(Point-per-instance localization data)
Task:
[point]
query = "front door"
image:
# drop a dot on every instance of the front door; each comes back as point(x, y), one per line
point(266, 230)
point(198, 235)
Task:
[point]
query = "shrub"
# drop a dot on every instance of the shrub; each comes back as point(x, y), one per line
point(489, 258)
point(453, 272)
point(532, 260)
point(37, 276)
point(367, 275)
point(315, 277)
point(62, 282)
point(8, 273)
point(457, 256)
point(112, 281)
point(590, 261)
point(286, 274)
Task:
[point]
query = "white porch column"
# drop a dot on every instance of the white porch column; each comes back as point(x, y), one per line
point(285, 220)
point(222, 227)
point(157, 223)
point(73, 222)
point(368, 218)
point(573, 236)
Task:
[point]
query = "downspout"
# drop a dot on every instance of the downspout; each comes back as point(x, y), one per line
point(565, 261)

* TASK OBJECTIVE: The expected output is the complete data, repeated exactly.

* ANSWER AREA:
Task:
[point]
query = "front door"
image:
# drop a dot on every instance of the front door; each comes back as point(x, y), one per line
point(266, 230)
point(198, 235)
Task:
[point]
query = "shrub"
# drop a dot on every instance of the shrub; each comes back as point(x, y), one per line
point(489, 258)
point(453, 272)
point(532, 260)
point(37, 276)
point(367, 275)
point(315, 277)
point(62, 282)
point(8, 273)
point(457, 256)
point(112, 281)
point(590, 261)
point(286, 274)
Task:
[point]
query = "white porch column"
# drop a dot on every instance of the white porch column; each comes back as point(x, y), one per line
point(285, 220)
point(222, 227)
point(157, 223)
point(73, 222)
point(368, 218)
point(573, 236)
Task:
[point]
query = "downspout"
# drop a dot on every instance of the downspout; each comes back as point(x, y), one per line
point(565, 261)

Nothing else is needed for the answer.